Data for the task: Begin

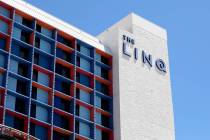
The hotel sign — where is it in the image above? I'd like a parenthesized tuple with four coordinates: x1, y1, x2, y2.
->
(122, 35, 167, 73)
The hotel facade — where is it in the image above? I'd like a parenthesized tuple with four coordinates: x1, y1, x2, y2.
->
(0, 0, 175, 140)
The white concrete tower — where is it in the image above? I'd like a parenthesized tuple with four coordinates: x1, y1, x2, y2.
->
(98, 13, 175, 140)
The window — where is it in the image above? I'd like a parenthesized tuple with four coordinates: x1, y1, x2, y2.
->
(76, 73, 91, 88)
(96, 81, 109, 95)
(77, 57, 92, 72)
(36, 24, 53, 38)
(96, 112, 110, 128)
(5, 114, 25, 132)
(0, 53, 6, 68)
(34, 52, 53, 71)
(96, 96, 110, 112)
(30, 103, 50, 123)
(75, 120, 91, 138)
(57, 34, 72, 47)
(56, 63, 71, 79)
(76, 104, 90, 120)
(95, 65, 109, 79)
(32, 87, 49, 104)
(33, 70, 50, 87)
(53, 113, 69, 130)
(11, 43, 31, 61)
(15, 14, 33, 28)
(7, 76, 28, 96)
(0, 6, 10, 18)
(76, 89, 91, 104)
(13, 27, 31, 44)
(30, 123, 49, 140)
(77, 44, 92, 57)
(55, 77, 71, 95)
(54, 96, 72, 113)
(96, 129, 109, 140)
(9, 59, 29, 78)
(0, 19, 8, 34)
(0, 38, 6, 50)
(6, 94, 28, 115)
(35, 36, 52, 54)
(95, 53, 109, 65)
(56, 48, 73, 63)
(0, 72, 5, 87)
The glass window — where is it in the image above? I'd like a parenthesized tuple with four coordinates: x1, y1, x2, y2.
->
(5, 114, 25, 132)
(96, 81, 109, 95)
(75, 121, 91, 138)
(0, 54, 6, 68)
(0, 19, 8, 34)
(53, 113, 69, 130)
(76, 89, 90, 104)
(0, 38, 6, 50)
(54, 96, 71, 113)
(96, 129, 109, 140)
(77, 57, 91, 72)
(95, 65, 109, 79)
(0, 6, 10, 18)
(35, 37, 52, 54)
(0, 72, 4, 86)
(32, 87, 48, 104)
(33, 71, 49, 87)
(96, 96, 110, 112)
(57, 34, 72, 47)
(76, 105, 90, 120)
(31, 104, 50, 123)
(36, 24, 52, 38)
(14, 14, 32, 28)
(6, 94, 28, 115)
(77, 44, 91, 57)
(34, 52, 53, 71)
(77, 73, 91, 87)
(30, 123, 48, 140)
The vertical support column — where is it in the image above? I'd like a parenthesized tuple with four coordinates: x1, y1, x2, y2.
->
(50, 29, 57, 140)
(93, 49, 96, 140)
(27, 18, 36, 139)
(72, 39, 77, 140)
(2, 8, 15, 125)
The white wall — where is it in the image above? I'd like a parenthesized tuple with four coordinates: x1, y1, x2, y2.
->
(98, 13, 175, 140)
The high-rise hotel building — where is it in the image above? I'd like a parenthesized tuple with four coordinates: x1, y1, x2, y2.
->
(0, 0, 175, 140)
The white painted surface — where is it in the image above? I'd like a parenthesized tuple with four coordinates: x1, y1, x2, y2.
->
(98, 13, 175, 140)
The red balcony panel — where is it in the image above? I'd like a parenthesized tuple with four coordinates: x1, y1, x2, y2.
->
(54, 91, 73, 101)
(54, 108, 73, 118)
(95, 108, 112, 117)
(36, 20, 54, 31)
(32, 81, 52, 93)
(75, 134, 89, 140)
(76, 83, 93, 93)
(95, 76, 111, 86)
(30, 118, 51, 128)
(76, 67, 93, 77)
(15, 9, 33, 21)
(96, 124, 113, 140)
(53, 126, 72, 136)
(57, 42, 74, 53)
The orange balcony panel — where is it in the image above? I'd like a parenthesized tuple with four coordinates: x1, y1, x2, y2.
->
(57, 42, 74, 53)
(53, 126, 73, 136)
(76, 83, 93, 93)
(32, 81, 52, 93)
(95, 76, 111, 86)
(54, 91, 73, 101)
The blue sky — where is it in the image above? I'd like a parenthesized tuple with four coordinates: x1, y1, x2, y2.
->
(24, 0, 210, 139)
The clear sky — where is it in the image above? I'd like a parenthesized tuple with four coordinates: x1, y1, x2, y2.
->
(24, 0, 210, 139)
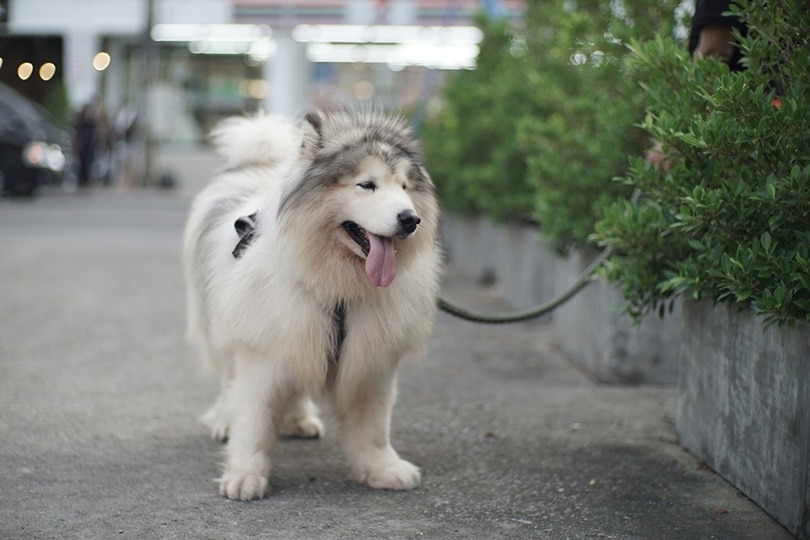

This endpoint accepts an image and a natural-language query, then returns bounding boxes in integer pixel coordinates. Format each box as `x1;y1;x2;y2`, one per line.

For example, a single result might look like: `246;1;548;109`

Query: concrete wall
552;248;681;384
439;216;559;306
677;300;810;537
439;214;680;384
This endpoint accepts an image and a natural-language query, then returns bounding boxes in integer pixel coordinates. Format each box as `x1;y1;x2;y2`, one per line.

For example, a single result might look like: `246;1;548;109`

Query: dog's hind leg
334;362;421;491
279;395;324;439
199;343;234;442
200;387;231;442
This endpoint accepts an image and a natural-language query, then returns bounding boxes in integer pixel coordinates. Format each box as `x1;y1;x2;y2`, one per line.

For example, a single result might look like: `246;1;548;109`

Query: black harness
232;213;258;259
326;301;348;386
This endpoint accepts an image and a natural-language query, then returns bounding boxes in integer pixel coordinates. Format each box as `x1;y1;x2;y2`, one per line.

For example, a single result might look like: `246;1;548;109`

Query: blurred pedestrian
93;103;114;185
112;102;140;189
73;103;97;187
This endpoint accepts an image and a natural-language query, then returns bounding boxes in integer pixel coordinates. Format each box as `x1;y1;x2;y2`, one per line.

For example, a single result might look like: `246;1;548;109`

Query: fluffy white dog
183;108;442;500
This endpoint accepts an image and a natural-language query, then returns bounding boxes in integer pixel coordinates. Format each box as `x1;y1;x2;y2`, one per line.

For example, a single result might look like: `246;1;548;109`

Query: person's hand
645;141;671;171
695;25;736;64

Data for the task: End
Data for the task: Begin

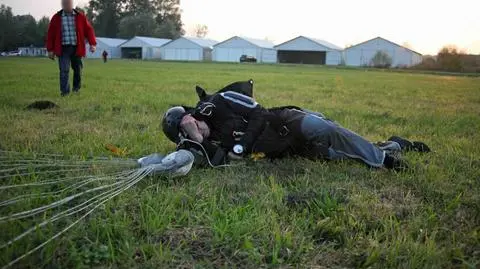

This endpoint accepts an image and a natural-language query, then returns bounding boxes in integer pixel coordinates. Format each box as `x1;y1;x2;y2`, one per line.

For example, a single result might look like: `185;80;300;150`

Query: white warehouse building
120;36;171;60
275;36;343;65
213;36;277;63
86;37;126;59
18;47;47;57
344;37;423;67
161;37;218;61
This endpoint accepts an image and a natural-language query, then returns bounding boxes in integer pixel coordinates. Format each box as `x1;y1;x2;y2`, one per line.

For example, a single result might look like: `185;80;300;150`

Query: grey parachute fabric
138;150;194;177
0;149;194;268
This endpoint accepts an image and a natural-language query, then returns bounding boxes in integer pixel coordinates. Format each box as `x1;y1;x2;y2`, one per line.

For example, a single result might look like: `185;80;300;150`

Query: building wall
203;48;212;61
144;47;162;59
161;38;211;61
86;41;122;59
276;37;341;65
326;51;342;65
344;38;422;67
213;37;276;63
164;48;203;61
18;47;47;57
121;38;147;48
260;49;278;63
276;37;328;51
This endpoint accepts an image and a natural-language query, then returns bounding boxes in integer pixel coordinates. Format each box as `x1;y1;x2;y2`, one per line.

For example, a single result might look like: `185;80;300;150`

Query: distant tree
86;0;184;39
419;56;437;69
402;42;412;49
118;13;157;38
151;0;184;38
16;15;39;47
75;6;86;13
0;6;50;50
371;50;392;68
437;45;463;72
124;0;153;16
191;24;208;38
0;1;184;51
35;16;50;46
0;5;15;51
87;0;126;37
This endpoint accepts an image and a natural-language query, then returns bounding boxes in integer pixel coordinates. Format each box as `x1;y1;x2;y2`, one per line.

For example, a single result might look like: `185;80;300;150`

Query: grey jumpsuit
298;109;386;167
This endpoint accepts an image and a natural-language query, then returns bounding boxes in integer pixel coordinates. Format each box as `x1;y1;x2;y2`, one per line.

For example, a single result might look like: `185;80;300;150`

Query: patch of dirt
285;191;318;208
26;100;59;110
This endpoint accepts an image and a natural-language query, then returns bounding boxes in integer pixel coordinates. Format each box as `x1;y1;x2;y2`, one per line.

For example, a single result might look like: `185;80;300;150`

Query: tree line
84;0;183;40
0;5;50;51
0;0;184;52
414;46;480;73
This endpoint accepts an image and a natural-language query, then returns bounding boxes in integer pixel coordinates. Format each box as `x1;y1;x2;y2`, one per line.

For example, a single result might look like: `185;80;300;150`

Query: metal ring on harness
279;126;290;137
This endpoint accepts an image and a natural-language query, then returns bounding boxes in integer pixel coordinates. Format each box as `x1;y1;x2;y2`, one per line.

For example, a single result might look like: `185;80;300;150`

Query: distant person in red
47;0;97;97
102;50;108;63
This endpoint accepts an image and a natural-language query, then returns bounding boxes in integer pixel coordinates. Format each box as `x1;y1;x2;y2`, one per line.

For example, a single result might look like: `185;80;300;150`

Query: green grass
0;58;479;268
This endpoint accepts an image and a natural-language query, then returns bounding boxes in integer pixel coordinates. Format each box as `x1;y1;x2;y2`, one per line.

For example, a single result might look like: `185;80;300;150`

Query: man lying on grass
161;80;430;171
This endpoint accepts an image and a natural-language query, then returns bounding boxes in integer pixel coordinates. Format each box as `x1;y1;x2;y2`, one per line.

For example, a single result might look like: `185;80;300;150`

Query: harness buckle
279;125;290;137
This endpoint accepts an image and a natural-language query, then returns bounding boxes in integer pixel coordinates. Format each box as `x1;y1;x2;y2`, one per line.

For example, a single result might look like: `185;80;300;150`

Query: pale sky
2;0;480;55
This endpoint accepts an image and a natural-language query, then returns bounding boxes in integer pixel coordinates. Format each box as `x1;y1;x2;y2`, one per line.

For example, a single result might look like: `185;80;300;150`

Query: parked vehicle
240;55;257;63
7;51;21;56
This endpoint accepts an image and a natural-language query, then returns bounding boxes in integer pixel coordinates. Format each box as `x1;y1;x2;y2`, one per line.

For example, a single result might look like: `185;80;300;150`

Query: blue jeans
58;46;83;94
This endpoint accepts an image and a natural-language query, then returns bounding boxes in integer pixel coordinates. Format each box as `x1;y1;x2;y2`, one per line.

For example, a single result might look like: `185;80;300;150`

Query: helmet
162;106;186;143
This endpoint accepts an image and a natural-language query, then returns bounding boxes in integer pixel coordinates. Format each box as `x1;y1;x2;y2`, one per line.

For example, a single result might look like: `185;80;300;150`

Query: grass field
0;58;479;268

Data for the task: End
Data for the task: Begin

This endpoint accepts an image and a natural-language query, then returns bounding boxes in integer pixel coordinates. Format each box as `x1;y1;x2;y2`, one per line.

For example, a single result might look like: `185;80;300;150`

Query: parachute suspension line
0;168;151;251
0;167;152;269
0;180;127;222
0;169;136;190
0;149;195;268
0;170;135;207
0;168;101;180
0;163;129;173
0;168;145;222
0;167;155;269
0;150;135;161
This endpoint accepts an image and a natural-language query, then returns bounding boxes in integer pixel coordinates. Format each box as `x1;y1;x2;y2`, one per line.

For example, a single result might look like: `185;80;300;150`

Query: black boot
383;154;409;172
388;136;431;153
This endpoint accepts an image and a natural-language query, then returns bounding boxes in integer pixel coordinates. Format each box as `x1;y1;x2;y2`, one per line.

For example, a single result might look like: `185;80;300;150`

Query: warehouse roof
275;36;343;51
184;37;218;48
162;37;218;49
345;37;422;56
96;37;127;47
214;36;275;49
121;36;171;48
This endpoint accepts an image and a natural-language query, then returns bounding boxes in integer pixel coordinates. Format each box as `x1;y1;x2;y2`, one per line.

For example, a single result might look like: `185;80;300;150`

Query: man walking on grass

Data for the task: End

* **Work item**: Every line of the records that includes the word "panel" should be gathered.

* **Answer space**:
The red balcony panel — where is it in the image above? I'd like a parenthesized tuple with four coordinates: x1, y1, x2, y2.
The orange balcony panel — where is it in the image above? I'd like a parenthesized tuple with four coordinates: x1, y1, x2, y2.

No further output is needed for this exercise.